In [None]:
"""
Example usage of chemrxn-cleaner on ORD data aggregated from a local dataset directory.

Source: https://github.com/open-reaction-database/ord-data/tree/main/data

"""
from __future__ import annotations

from pathlib import Path
from typing import List, Tuple

from rdkit import RDLogger

# Disable all RDKit logs
RDLogger.DisableLog("rdApp.*")

from chemrxn_cleaner import (
    CleaningStats,
    ReactionRecord,
    ElementFilterRule,
    clean_reactions,
    clean_reactions_with_report,
    export_reaction_records_to_json,
    load_reactions,
    max_smiles_length,
    similarity_filter,
    element_filter,
    has_product
)


def load_and_clean_ord_file(path: Path) -> Tuple[List[ReactionRecord], CleaningStats]:
    rxn_ord = load_reactions(
        source=str(path),
        fmt="ord",
    )
    # read ORD (Open Reaction Database) data from your local environment
    TEST = "Cn2cc(c1ccccc1)nn2"
    return clean_reactions_with_report(
        rxn_smiles_list=rxn_ord,
        filters=[
            max_smiles_length(500),
            has_product,
            element_filter(
                allowList=ElementFilterRule(["C", "H", "O", "Cl", "F", "N"], [], []),
                forbidList=ElementFilterRule([], [], []),
            ),
            similarity_filter(query_smiles=TEST, role="any", threshold=0.2),
        ],
    )



rxn_processed, stats = load_and_clean_ord_file('../tests/resources/ord_dataset-sample.pb.gz')

print(f"Reaction cleaning stats: {stats}")

print(f"Total ORD reactions processed after the filter: {len(rxn_processed)}")
export_reaction_records_to_json(records=rxn_processed, path="./export.json")


In [None]:
"""
Example usage of chemrxn-cleaner on uspto data aggregated from a local dataset directory.
┄┄┄┄┄┄
**CHALLENGE:**
Using the notebook excerpt, decide whether each statement agrees with it. Answer yes or no for each and quote the words that settle it: 1. The similarity filter uses a threshold of 0.2. 2. The maximum SMILES length filter is set to 1000. 3. The cleaned records are exported to a CSV file.

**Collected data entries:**
┄┄┄┄┄┄
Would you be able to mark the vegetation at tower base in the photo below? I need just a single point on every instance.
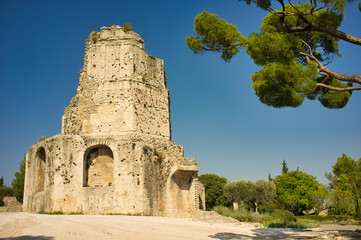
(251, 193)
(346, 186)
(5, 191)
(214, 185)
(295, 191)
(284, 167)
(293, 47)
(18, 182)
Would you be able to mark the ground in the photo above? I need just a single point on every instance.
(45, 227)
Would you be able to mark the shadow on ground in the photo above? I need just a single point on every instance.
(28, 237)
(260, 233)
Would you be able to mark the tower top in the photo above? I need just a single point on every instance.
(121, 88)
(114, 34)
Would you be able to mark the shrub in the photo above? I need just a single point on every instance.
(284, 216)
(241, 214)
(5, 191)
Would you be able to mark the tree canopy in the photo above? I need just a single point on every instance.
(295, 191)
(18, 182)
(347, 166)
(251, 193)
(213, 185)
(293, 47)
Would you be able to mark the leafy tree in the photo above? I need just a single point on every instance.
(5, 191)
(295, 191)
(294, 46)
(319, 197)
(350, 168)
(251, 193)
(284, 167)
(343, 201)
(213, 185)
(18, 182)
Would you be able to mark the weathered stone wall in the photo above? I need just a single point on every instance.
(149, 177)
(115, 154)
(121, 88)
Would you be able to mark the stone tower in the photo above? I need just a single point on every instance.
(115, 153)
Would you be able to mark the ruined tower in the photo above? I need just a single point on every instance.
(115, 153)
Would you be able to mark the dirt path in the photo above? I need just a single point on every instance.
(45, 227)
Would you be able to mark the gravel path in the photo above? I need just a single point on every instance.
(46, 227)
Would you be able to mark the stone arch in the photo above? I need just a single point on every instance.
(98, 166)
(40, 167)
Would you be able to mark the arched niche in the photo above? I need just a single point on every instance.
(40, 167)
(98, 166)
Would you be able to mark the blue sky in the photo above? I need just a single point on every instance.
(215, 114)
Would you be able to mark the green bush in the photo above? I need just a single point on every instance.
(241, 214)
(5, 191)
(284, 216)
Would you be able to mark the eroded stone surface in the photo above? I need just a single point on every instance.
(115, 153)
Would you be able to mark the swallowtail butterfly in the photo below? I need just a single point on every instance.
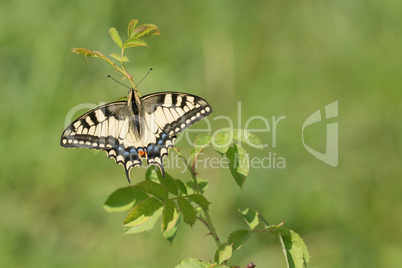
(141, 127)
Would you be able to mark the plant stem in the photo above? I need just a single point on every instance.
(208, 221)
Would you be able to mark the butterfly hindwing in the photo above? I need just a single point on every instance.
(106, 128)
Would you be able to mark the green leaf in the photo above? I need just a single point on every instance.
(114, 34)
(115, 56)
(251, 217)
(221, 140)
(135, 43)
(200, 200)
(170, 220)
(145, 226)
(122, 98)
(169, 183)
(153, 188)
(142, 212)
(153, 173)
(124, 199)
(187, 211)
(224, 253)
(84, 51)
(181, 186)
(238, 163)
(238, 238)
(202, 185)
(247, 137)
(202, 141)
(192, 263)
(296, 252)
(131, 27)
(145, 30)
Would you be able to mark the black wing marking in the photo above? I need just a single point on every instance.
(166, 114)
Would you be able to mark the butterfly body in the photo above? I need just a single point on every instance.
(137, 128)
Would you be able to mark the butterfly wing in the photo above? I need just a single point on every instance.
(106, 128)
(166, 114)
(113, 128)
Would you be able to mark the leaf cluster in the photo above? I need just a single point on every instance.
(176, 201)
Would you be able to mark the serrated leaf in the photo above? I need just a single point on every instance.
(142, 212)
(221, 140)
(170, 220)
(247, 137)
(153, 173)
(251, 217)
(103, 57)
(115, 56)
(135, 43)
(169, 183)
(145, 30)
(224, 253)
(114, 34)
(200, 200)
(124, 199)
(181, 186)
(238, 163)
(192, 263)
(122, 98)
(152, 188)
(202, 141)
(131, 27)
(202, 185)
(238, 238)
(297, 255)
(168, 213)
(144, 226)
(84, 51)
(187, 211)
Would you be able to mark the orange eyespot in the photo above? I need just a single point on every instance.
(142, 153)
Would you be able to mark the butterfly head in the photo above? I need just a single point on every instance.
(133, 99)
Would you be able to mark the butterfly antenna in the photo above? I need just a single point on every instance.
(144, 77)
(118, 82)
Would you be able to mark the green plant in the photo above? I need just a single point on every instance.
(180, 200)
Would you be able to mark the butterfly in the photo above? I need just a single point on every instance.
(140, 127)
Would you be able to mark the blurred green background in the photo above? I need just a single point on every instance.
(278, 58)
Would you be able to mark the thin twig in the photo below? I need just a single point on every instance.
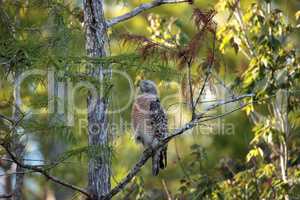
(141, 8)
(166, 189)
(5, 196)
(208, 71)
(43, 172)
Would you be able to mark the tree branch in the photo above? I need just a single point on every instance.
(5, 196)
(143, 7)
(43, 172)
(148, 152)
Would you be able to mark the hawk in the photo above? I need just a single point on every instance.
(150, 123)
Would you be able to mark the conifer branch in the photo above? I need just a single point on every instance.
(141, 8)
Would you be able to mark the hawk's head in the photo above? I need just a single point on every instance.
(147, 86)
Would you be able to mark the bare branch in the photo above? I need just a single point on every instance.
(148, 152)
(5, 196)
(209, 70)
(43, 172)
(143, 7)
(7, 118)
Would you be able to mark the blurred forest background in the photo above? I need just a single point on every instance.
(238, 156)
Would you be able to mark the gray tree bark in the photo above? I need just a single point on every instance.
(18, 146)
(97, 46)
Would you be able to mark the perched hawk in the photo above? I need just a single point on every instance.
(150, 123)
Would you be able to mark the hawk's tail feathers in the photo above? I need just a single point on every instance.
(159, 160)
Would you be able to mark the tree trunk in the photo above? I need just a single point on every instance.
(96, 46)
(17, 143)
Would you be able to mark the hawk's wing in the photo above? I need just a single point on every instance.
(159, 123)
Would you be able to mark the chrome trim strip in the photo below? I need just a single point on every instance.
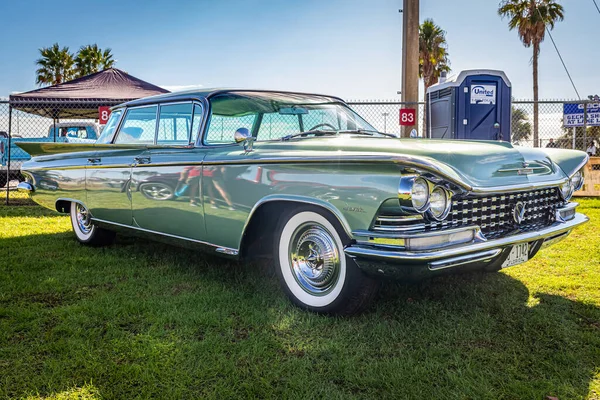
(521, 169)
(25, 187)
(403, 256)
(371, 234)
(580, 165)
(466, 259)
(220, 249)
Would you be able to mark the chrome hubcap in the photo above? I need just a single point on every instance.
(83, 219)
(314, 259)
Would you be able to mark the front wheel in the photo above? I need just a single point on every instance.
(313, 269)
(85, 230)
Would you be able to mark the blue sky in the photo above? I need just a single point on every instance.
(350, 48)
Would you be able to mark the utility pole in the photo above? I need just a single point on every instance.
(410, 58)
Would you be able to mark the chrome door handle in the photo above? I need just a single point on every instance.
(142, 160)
┄┄┄┄┄┄
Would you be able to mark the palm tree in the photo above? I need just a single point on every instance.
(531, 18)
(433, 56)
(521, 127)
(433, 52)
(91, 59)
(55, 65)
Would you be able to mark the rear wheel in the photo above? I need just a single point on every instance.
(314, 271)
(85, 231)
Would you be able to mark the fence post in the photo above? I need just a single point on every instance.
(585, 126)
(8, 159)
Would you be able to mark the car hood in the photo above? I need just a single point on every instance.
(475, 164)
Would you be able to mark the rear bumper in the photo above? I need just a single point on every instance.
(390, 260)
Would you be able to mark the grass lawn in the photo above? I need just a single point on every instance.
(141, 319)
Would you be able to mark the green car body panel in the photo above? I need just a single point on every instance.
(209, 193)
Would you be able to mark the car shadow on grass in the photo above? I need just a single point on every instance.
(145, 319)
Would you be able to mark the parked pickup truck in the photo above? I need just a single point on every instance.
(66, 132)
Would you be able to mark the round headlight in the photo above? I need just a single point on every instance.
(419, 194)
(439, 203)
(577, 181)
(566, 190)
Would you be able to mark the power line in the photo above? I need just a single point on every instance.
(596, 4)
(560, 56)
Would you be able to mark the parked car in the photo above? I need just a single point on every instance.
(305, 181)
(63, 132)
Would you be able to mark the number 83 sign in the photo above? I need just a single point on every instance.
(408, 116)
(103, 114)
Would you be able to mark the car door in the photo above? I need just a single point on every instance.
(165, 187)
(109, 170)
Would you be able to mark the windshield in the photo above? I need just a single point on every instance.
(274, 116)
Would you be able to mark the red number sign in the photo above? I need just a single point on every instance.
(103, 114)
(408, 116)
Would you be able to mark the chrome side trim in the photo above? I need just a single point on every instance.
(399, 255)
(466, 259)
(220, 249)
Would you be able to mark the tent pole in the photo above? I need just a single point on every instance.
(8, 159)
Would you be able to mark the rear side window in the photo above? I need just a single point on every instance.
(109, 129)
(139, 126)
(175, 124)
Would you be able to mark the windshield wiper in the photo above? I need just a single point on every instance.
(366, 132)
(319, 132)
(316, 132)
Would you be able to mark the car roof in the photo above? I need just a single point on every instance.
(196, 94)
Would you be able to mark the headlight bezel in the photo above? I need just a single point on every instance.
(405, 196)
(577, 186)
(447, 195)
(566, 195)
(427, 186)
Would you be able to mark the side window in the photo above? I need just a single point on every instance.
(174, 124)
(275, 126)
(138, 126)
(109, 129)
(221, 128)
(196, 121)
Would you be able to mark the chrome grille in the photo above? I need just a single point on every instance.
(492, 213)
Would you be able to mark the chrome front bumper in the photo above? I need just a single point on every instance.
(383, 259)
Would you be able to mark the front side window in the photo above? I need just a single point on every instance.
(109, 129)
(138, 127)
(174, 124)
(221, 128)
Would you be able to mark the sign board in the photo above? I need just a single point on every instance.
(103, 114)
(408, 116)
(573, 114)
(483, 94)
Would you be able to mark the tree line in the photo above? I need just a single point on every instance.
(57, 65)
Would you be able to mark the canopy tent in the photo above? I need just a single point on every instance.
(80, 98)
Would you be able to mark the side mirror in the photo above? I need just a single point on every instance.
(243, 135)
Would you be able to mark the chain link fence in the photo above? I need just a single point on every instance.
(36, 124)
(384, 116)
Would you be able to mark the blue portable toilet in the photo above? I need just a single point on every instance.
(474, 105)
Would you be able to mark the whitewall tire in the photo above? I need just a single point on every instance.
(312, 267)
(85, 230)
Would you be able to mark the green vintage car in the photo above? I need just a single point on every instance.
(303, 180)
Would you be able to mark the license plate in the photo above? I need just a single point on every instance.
┄┄┄┄┄┄
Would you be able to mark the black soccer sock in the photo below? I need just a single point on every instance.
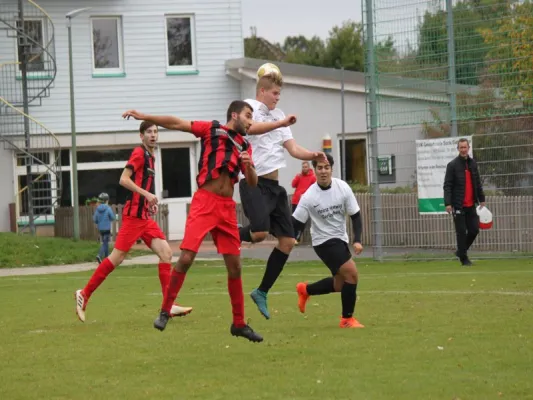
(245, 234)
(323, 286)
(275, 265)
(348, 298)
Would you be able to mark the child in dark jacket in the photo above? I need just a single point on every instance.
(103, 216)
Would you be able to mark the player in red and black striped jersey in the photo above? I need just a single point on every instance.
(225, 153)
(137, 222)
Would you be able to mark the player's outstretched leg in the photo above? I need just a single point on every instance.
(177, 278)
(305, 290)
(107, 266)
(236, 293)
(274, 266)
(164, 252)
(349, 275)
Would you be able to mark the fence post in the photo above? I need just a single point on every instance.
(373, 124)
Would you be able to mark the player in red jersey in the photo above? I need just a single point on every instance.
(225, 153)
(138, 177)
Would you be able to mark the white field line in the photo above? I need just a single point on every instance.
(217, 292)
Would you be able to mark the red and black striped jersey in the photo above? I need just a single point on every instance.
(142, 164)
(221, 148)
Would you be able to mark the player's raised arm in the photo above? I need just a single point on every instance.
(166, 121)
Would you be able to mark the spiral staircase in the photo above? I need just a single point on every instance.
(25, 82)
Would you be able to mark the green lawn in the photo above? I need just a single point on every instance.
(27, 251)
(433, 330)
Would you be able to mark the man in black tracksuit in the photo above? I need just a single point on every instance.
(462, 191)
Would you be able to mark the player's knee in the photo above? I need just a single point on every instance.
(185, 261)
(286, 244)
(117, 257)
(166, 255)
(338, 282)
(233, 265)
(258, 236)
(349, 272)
┄┄┄┄┄┄
**FINISHED ANSWER:**
1. Yes: "similarity_filter(query_smiles=TEST, role="any", threshold=0.2)"
2. No: "max_smiles_length(500)"
3. No: "export_reaction_records_to_json(records=rxn_processed, path="./export.json")"